»»

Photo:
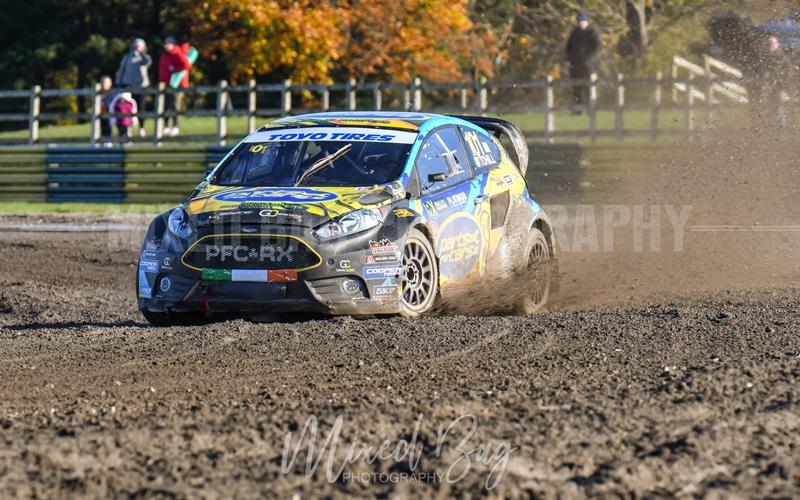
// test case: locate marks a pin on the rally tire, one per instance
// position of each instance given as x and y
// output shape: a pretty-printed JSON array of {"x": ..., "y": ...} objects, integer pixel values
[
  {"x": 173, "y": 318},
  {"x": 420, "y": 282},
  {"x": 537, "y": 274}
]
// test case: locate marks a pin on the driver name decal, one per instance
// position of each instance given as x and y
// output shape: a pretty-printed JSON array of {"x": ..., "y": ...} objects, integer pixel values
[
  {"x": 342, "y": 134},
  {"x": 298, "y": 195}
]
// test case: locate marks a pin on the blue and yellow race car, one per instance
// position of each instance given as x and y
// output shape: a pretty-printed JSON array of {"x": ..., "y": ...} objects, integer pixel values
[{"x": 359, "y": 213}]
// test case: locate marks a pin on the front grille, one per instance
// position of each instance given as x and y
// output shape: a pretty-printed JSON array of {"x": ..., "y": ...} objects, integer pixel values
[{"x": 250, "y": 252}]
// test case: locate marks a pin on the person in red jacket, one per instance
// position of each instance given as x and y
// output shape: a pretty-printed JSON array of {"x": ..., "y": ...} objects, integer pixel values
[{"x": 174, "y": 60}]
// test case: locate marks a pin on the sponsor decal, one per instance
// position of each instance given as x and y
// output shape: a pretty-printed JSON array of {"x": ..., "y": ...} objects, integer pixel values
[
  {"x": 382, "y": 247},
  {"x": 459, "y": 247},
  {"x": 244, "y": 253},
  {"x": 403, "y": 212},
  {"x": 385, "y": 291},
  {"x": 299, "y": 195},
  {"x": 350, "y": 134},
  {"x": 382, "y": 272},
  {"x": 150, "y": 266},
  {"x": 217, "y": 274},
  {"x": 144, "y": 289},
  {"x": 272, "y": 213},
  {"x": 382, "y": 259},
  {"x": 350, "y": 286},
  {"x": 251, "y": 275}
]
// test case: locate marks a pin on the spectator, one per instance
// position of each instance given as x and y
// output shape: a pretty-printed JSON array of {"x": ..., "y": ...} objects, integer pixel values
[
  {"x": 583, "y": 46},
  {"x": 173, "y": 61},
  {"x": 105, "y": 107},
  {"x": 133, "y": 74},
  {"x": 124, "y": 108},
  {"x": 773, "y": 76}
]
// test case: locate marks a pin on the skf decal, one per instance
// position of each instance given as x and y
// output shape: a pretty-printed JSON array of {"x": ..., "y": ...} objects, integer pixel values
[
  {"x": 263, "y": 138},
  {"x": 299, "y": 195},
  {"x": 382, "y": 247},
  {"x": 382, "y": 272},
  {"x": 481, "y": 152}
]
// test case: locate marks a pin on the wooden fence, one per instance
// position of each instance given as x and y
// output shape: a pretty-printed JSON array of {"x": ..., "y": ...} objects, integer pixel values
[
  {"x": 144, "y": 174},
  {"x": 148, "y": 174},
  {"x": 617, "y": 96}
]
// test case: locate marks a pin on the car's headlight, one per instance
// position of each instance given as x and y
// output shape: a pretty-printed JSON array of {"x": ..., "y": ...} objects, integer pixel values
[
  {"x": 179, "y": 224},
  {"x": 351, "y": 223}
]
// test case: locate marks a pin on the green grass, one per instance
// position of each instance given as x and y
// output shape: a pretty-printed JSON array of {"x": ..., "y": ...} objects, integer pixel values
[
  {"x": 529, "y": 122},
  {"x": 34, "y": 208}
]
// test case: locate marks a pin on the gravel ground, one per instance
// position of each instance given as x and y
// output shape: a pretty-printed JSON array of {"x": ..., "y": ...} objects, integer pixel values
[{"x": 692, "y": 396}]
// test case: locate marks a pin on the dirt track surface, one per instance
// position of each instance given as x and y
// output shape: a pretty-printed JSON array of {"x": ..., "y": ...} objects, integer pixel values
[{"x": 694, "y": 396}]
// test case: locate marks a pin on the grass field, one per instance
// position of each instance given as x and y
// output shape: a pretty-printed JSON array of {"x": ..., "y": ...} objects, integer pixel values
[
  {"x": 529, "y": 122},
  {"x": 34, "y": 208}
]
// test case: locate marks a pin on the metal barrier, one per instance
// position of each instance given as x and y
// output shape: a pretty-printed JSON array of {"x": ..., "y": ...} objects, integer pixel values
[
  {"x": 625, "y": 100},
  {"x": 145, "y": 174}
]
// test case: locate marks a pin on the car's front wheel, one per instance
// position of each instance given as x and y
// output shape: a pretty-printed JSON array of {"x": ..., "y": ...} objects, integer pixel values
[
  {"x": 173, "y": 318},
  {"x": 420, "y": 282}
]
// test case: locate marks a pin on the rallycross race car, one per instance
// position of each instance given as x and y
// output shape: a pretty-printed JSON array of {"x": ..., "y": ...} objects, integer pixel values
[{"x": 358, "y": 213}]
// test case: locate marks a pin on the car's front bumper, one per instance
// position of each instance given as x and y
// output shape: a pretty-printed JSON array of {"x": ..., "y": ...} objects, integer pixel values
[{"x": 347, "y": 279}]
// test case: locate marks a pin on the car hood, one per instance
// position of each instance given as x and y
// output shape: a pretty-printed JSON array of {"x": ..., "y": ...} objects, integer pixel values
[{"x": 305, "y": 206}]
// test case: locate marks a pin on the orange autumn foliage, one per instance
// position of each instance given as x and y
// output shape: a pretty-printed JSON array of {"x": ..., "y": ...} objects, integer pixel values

««

Filter the entries above down to the lines that contain the word "decal".

// test case: locate marks a pin on the driver name decal, one per instance
// test case: locate marks a pin on the sponsor decal, one per instance
// test case: locate marks a pin on the skf decal, one per instance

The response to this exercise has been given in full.